- _What is expected_
Reproduce the data below in full, swapping each "set a single point" for "mark one point" and changing nothing else.

[Stored records start]

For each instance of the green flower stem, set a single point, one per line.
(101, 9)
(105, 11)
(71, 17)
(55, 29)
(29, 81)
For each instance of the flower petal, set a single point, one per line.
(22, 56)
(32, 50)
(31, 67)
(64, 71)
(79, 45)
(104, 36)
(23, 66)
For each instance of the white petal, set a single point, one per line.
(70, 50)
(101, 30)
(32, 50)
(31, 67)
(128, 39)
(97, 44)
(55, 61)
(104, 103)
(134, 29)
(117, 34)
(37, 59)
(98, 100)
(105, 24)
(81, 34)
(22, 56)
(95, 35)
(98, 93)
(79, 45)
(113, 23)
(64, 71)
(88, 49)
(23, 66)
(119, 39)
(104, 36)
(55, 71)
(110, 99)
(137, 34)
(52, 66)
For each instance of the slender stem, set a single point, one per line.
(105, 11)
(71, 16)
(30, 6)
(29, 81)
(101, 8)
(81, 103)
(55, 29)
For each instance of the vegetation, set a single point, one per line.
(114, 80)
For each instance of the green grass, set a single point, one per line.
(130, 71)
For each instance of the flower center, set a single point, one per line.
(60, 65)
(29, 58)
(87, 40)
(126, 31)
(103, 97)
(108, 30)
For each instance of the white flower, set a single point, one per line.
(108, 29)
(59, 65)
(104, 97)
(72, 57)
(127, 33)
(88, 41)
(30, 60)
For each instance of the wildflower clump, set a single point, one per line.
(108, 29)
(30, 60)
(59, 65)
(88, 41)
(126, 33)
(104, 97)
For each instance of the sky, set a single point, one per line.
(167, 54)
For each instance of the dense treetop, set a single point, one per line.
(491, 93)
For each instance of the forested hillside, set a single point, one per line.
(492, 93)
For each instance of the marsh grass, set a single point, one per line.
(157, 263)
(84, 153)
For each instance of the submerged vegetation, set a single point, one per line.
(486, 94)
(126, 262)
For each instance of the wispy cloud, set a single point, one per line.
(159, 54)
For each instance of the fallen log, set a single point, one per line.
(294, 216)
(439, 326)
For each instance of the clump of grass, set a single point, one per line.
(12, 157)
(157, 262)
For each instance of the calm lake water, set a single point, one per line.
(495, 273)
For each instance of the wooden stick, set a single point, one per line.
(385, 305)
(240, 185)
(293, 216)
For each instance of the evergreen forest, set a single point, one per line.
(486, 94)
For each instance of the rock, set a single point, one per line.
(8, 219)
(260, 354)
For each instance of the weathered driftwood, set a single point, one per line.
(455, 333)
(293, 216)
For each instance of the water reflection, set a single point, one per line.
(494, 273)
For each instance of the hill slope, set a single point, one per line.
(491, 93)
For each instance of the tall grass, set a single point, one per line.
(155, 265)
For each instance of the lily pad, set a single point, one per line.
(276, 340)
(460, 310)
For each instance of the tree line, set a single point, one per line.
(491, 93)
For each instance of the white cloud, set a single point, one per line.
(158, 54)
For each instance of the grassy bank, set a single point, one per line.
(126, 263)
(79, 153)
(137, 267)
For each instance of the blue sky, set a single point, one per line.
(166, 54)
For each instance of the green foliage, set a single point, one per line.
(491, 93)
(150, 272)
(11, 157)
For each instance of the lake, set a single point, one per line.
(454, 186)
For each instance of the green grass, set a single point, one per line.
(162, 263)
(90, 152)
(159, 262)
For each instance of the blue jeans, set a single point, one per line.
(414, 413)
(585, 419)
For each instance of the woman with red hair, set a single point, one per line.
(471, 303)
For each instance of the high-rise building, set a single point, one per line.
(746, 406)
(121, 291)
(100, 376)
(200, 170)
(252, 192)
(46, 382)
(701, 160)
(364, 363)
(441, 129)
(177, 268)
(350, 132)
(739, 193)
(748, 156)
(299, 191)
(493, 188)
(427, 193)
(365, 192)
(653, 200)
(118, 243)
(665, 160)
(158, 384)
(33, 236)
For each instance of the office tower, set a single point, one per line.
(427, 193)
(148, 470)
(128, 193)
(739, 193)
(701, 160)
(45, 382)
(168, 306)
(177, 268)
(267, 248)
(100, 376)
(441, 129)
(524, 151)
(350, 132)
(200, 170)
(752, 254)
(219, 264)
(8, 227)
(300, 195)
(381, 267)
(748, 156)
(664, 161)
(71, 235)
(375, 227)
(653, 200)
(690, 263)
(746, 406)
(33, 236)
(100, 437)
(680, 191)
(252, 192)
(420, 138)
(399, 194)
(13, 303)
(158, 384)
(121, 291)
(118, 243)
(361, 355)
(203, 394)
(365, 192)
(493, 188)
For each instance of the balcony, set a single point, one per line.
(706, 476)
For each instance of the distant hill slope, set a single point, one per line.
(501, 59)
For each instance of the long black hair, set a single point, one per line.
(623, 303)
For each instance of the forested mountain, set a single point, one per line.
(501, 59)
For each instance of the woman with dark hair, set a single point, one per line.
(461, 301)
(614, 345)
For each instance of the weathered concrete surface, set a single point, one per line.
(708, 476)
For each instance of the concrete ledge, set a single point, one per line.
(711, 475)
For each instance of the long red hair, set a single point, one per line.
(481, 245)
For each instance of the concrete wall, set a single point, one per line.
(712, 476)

[Stored records end]

- _Exercise response_
For each instance of the green flower stem, mark one point, one per line.
(101, 9)
(105, 11)
(71, 17)
(55, 29)
(29, 81)
For each instance of the flower petal, mark one point, one per line.
(22, 56)
(32, 50)
(31, 67)
(64, 71)
(79, 45)
(104, 36)
(23, 66)
For each instance of the white petal, mark one point, one per line.
(70, 50)
(101, 30)
(32, 50)
(31, 67)
(128, 39)
(97, 44)
(55, 61)
(104, 103)
(134, 29)
(117, 34)
(37, 59)
(98, 100)
(105, 24)
(81, 34)
(22, 56)
(95, 35)
(98, 93)
(79, 45)
(113, 23)
(64, 71)
(88, 49)
(23, 66)
(119, 39)
(104, 36)
(55, 71)
(110, 99)
(137, 34)
(52, 66)
For each instance of the slender stem, mark one point, one per line.
(105, 11)
(71, 16)
(30, 6)
(29, 81)
(101, 8)
(81, 103)
(55, 29)
For each instance of the vegetation, mark one point, one per line.
(114, 80)
For each instance of the green grass, mark one point, one per line.
(130, 71)
For each instance of the flower center, mark one point, one per line.
(60, 65)
(29, 58)
(87, 40)
(126, 31)
(103, 97)
(108, 30)
For each instance of the white flower, mark one point, one per line.
(108, 29)
(59, 65)
(104, 97)
(72, 57)
(127, 33)
(88, 41)
(30, 60)
For each instance of the wildflower clump, mark one point, one per line.
(108, 29)
(30, 60)
(59, 65)
(88, 41)
(126, 33)
(104, 97)
For each instance of the sky, mark one point, one per line.
(167, 54)
For each instance of the dense treetop, mark one point, one per line.
(491, 93)
For each instance of the forested hillside, mark one point, one per line.
(492, 93)
For each instance of the marsh grass, mark one point, one per line.
(157, 263)
(84, 153)
For each instance of the submerged vegetation, mark one point, one per line.
(486, 94)
(126, 262)
For each instance of the wispy cloud, mark one point, one per line.
(159, 54)
For each instance of the fallen log, mark one point, one per line.
(294, 216)
(439, 326)
For each instance of the clump of grass, mark one point, one per line.
(12, 157)
(157, 262)
For each instance of the calm lake water, mark one point, one per line.
(495, 273)
For each instance of the wooden stick, mark one point, one per line.
(385, 305)
(240, 185)
(293, 216)
For each instance of the evergreen forest, mark one point, one per line.
(486, 94)
For each instance of the rock, mark one point, one per line.
(8, 219)
(260, 354)
For each instance of the weathered driftwood, mark one point, one per line.
(455, 333)
(293, 216)
For each instance of the water reflection, mark one point, one per line.
(494, 273)
For each instance of the hill slope, mark one point, one per line.
(491, 93)
For each instance of the tall grass, mark one point, one per line.
(155, 265)
For each instance of the lily pad, mark one point, one per line.
(276, 340)
(460, 310)
For each instance of the tree line, mark one point, one per line.
(491, 93)
For each instance of the white cloud, mark one point, one per line.
(158, 54)
For each instance of the grassy bank, mark one point, one per line.
(126, 263)
(79, 153)
(137, 267)
For each instance of the blue sky, mark one point, one per line.
(166, 54)
For each instance of the green foliage, mark one point, one per line.
(491, 93)
(150, 272)
(11, 157)
For each instance of the lake, mark one point, one per line.
(454, 186)
For each instance of the green grass, mark one point, one per line.
(162, 263)
(90, 152)
(159, 262)
For each instance of the blue jeans, mark one point, one per line.
(414, 413)
(585, 419)
For each instance of the woman with red hair, mark one point, one per line.
(471, 303)
For each instance of the high-rise building, mark one point, one per line.
(746, 406)
(121, 291)
(100, 376)
(200, 170)
(252, 192)
(46, 382)
(701, 160)
(364, 363)
(441, 129)
(177, 268)
(350, 132)
(739, 193)
(748, 156)
(299, 191)
(493, 188)
(427, 193)
(365, 192)
(653, 200)
(118, 243)
(665, 160)
(158, 384)
(33, 236)
For each instance of the office tower, mark one point, one per line.
(427, 193)
(148, 470)
(128, 193)
(739, 193)
(701, 160)
(45, 382)
(168, 306)
(177, 268)
(267, 248)
(100, 376)
(441, 129)
(524, 151)
(350, 132)
(200, 170)
(752, 254)
(219, 264)
(8, 227)
(300, 195)
(381, 267)
(748, 156)
(664, 161)
(71, 235)
(375, 227)
(653, 200)
(690, 263)
(746, 406)
(33, 236)
(100, 437)
(680, 191)
(252, 192)
(420, 138)
(399, 194)
(13, 303)
(158, 384)
(121, 291)
(118, 243)
(361, 355)
(203, 394)
(365, 192)
(493, 188)
For each instance of the balcony, mark one point, one per line.
(706, 476)
For each instance of the distant hill slope, mark one point, one per line.
(501, 59)
For each instance of the long black hair, mark one point, one per line.
(623, 303)
For each instance of the forested mountain, mark one point, one per line.
(501, 59)
For each instance of the woman with dark hair, mark one point, one per line.
(461, 301)
(614, 345)
For each instance of the weathered concrete surface, mark one point, one per line.
(708, 476)
For each instance of the concrete ledge, mark one point, one per line.
(711, 475)
For each instance of the long red hair, mark one point, one per line.
(481, 245)
For each instance of the concrete wall, mark one point, one per line.
(712, 476)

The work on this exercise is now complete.